● TASK REQUIREMENTS
Please find every line in the material below that contains the word "apartment", and copy each of those lines.

● Records of labeled points
★ ★ ★ ★
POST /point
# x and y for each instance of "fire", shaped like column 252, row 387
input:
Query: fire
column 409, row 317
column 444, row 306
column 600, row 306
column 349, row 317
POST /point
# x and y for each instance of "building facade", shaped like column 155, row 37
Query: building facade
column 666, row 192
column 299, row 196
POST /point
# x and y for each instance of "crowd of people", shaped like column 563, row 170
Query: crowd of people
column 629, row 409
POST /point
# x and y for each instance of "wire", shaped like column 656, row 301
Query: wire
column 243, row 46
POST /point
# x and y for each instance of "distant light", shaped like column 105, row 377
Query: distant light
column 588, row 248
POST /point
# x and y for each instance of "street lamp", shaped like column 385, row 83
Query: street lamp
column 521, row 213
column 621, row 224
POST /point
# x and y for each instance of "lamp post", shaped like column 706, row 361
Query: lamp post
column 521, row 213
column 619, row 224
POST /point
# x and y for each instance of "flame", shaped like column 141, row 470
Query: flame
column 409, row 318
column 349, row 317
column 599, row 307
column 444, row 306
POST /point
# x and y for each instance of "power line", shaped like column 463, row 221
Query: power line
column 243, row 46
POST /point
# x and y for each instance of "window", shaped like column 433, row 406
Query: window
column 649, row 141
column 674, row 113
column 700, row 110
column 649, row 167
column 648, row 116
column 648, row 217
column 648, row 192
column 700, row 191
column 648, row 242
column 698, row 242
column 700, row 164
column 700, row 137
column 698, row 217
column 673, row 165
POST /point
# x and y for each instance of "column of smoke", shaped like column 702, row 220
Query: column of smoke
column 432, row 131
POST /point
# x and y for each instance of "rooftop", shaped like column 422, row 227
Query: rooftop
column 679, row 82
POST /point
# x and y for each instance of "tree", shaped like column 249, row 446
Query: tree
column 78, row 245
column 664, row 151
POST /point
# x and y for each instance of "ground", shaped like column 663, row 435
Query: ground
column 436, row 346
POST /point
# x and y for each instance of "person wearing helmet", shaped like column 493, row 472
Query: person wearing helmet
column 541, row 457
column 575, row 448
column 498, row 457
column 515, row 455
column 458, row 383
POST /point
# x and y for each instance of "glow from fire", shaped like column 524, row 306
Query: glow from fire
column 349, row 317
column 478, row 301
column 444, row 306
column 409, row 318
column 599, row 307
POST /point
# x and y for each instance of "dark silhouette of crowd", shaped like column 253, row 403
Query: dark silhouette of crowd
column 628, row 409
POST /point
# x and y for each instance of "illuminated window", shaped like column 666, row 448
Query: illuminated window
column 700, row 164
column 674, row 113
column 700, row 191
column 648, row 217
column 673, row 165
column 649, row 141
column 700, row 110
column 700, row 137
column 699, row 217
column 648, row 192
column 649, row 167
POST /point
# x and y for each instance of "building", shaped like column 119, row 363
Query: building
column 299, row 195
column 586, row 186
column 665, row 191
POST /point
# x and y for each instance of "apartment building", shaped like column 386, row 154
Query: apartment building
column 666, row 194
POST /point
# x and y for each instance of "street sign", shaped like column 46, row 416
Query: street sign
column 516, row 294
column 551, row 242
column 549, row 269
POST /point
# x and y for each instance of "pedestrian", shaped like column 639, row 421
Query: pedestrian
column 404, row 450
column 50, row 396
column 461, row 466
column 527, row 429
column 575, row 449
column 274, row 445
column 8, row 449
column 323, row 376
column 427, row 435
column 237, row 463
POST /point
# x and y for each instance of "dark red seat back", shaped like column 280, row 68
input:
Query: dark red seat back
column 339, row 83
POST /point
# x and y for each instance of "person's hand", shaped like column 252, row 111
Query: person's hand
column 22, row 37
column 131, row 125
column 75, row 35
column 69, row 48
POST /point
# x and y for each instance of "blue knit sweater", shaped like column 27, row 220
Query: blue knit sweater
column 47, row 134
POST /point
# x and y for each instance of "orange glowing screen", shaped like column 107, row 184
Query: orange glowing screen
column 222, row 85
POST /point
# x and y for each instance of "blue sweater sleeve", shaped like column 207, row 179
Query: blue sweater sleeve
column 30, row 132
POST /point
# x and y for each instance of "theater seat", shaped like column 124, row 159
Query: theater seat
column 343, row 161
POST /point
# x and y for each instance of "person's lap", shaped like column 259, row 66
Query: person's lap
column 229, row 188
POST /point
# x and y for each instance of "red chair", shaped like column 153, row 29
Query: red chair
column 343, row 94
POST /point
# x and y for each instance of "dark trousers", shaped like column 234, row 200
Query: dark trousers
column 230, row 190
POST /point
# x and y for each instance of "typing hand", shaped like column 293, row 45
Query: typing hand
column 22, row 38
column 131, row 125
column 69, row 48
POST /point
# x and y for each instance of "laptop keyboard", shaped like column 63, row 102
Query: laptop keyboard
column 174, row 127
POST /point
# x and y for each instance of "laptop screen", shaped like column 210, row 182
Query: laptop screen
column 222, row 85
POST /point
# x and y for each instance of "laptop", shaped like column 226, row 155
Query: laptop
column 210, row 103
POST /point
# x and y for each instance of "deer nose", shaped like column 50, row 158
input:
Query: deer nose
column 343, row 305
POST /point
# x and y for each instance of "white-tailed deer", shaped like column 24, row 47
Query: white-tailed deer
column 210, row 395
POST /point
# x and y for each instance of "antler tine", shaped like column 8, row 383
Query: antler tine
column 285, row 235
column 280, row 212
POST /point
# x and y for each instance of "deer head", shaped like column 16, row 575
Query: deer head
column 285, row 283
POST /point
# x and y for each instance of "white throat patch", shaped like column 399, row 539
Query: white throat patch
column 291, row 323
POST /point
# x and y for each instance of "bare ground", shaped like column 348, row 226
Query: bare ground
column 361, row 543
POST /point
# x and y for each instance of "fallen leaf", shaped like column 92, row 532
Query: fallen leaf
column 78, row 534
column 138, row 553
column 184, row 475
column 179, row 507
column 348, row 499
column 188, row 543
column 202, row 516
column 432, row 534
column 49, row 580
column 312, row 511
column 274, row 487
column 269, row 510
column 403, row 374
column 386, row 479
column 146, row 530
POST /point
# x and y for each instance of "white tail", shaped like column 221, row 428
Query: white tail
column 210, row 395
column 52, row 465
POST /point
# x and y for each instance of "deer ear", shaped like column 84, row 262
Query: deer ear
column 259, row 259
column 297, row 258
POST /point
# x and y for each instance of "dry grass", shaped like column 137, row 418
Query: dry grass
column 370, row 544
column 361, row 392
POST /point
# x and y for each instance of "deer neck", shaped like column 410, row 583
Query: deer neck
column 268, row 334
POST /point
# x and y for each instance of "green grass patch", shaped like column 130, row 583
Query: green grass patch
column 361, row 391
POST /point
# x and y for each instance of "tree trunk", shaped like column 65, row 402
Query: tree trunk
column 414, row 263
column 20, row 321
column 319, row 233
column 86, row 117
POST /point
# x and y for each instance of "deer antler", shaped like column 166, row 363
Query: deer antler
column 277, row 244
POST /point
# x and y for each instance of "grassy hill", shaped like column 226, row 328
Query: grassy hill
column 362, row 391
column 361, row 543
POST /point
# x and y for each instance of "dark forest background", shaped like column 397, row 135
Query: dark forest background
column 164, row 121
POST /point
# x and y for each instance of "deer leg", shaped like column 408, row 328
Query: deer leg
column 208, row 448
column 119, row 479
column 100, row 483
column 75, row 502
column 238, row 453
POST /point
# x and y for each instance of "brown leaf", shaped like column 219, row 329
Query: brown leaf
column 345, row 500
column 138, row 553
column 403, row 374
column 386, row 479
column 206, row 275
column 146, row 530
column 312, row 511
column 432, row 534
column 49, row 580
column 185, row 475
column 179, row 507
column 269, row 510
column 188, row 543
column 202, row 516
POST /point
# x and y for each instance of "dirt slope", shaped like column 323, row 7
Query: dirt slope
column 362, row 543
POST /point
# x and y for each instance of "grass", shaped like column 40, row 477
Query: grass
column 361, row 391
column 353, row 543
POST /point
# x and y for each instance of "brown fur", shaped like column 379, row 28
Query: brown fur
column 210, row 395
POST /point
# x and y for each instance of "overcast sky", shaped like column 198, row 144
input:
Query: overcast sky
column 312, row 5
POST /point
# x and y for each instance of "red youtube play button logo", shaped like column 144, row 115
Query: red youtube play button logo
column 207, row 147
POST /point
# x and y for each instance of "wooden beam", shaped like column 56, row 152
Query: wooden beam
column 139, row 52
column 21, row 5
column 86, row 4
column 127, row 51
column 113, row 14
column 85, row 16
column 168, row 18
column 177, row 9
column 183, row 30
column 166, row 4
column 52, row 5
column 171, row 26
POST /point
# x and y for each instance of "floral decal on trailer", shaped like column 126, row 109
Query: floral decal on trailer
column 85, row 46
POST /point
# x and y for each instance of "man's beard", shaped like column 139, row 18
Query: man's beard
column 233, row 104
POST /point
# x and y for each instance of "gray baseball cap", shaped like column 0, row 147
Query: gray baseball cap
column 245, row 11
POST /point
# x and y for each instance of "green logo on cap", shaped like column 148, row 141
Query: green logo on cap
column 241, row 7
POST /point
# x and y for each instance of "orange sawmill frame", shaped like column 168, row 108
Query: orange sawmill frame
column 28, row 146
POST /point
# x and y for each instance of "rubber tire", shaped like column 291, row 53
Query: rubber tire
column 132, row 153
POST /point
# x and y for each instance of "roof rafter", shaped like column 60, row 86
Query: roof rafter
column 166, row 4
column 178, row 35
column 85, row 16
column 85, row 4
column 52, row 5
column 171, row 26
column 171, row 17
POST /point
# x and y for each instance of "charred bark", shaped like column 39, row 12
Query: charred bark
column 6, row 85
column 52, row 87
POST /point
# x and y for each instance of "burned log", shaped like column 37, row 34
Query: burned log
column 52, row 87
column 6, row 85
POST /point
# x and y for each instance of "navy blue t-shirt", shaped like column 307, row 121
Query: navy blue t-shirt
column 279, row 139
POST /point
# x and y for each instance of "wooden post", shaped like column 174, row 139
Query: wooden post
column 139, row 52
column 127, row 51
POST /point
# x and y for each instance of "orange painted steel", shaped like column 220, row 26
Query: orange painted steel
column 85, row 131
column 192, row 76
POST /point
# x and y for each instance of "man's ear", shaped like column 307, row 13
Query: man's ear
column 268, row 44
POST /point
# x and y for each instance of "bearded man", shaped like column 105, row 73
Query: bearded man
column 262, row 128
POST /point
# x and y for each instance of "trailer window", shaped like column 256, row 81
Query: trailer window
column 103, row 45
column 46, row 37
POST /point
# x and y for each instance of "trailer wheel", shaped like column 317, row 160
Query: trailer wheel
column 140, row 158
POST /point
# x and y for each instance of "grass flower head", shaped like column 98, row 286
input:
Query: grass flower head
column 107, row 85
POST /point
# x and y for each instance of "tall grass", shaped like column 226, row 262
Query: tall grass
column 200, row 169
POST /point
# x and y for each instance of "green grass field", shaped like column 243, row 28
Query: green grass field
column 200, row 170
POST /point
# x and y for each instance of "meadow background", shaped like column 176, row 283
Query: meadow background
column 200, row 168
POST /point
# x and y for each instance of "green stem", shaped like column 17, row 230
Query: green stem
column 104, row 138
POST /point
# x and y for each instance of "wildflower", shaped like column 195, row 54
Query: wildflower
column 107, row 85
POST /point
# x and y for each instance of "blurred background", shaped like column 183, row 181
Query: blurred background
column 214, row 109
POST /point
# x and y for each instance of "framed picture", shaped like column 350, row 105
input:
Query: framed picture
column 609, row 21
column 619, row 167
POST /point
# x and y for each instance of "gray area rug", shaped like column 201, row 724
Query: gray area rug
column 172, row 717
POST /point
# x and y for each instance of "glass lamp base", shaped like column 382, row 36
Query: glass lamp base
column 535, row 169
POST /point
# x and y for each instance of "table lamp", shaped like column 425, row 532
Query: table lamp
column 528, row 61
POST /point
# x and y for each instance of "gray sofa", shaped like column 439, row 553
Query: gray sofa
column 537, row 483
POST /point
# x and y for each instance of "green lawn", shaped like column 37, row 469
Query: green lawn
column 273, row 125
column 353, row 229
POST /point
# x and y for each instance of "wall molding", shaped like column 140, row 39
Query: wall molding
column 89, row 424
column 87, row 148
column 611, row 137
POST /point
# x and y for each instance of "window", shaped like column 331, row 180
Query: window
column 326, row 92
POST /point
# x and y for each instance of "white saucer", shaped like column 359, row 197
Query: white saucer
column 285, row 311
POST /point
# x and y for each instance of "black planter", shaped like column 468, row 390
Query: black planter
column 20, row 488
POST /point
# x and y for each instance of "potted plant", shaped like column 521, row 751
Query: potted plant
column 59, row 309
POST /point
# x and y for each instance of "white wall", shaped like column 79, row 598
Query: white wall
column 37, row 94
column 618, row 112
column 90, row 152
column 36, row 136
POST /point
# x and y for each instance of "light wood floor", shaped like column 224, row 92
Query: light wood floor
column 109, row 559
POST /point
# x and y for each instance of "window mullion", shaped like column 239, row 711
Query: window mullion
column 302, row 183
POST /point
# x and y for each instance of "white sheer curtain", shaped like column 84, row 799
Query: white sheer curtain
★ ★ ★ ★
● SOLVED PROBLEM
# x and y for each instance of "apartment building", shaped like column 386, row 154
Query: apartment building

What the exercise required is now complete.